Text provided
◇ ◇ ◇ ◇ ◇

If there is one piece of technology that is sizzling on the Internet somewhere, somebody else is sure to try and break it or make it work otherwise. AI seems to be entwined with our lives now. We ask AI to create our emails, write social media posts, create blogs, comment on blogs, create images and videos, prepare summaries and help us in creating more novel content.

With so much work being done by AI technology, will hacking it be far behind? One type of attacking AI systems is called ‘AI jail breaking’. There are a few things to keep in mind before we understand AI jailbreaking.

  1. AI systems in general are passive systems(of course ‘active AI’ exists as well) We ask questions and it responds. Period. This is passive AI.

2. In addition, AI models are supposed to be non-deterministic. You may have noticed, that the AI model gives a different answer each time you ask the same question. This is known as ‘non-deterministic’ feature in an AI model.

3. An AI model is not a person who can understand people and their emotions. They cannot see and cannot understand the intent behind many questions. They don’t know if the question is genuine or is it laced with a bad intent. They just spit out the answers to anybody and everybody once the question is asked.

In such a situation, if the user twists and turns the questions in such a way to make the AI model give malicious answers overriding its safety precautions or “guardrails”, it is known as ‘AI jailbreaking’.

◇ ◇ ◇ ◇ ◇

Supplied information
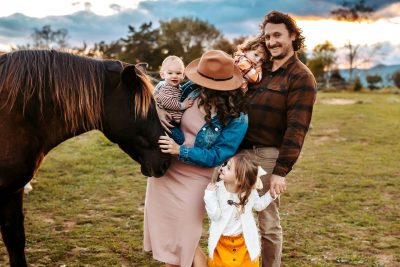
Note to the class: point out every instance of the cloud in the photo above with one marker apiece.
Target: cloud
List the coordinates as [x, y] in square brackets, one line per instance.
[233, 17]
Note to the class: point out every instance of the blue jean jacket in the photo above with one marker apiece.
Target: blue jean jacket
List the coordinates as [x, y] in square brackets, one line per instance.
[214, 143]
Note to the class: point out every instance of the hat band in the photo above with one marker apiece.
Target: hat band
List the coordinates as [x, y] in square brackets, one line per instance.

◇ ◇ ◇ ◇ ◇

Written instruction 1
In the text on AI jailbreaking, what term describes an AI model giving a different answer each time the same question is asked?
Written instruction 2
Write out the AI jailbreaking text from "1. AI systems" to "question is asked.".

Final answer 1
Non-deterministic.

Final answer 2
1. AI systems in general are passive systems(of course ‘active AI’ exists as well) We ask questions and it responds. Period. This is passive AI.

2. In addition, AI models are supposed to be non-deterministic. You may have noticed, that the AI model gives a different answer each time you ask the same question. This is known as ‘non-deterministic’ feature in an AI model.

3. An AI model is not a person who can understand people and their emotions. They cannot see and cannot understand the intent behind many questions. They don’t know if the question is genuine or is it laced with a bad intent. They just spit out the answers to anybody and everybody once the question is asked.